• Save the date for SSTI's 2024 Annual Conference

    Join us December 10-12 in Arizona to connect with and learn from your peers working around the country to strengthen their regional innovation economies. Visit ssticonference.org for more information and sign up to receive updates.

  • Become an SSTI Member

    As the most comprehensive resource available for those involved in technology-based economic development, SSTI offers the services that are needed to help build tech-based economies.  Learn more about membership...

  • Subscribe to the SSTI Weekly Digest

    Each week, the SSTI Weekly Digest delivers the latest breaking news and expert analysis of critical issues affecting the tech-based economic development community. Subscribe today!

Report Finds Corporate R&D Nearly Doubled in 2000

October 19, 2001

Public corporations headquartered in the U.S. almost doubled the growth rate of their investment in R&D in 2000, according to new data from the advance estimates of annual U.S. corporate R&D released this week by the Commerce Department’s Office of Technology Policy.

- **Records**:

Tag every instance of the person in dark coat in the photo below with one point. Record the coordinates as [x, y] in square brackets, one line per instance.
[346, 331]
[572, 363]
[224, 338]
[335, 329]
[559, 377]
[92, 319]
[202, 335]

- **Exercise tasks**:
[1] On the SSTI page, swap "Weekly Digest" for "Weekly Newsletter" across the stretch from "Join us December" through "community. Subscribe today!", and give back that stretch.
[2] Finish out the next part of the SSTI page by continuing its report on corporate R&D growth in 2000 after its last sentence.
The lines are not needed for this work.

- **Exercise results**:
[1]
Join us December 10-12 in Arizona to connect with and learn from your peers working around the country to strengthen their regional innovation economies. Visit ssticonference.org for more information and sign up to receive updates.

  • Become an SSTI Member

    As the most comprehensive resource available for those involved in technology-based economic development, SSTI offers the services that are needed to help build tech-based economies.  Learn more about membership...

  • Subscribe to the SSTI Weekly Newsletter

    Each week, the SSTI Weekly Newsletter delivers the latest breaking news and expert analysis of critical issues affecting the tech-based economic development community. Subscribe today!

[2]
According to the report, R&D investment in 2000 rose sharply by 9.3 percent in inflation-adjusted terms, increasing from $145.6 billion in 1999 to an estimated $162.7 billion in 2000. The increase reverses a five-year trend of slowing annual percentage increases in corporate R&D investment and approaches the high of a 10.2 percent annual increase set in 1995.



Among the report’s highlights:

  • U.S. corporate R&D is increasingly concentrated in two major sectors, information and electronics manufacture and services (I&E) and medical substances and devices. In only six years, these sectors together moved from claiming 55 percent of all U.S. corporate R&D in 1994 to 67 percent in 2000.
  • Three major sectors lost significant share of total corporate R&D. Aerospace, chemical manufacture, and basic industries and materials declined from a 21 percent share of R&D in 1994 to only 13 percent in 2000.
  • The I&E sector is the principal driver behind the 9.3 percent increase in corporate R&D by the size of its R&D investment in 2000 (47.2 percent of total U.S. corporate R&D investment) and the strength of its increase (16.3 percent in inflation-adjusted dollars). Combined, the non-I&E industries increased R&D by only 3.7 percent in 2000.

For the first time, the report is based on the new North American Industry Classification System rather than the decades-old Standard Industrial Classification, and more accurately updates data for the years 1994-2000.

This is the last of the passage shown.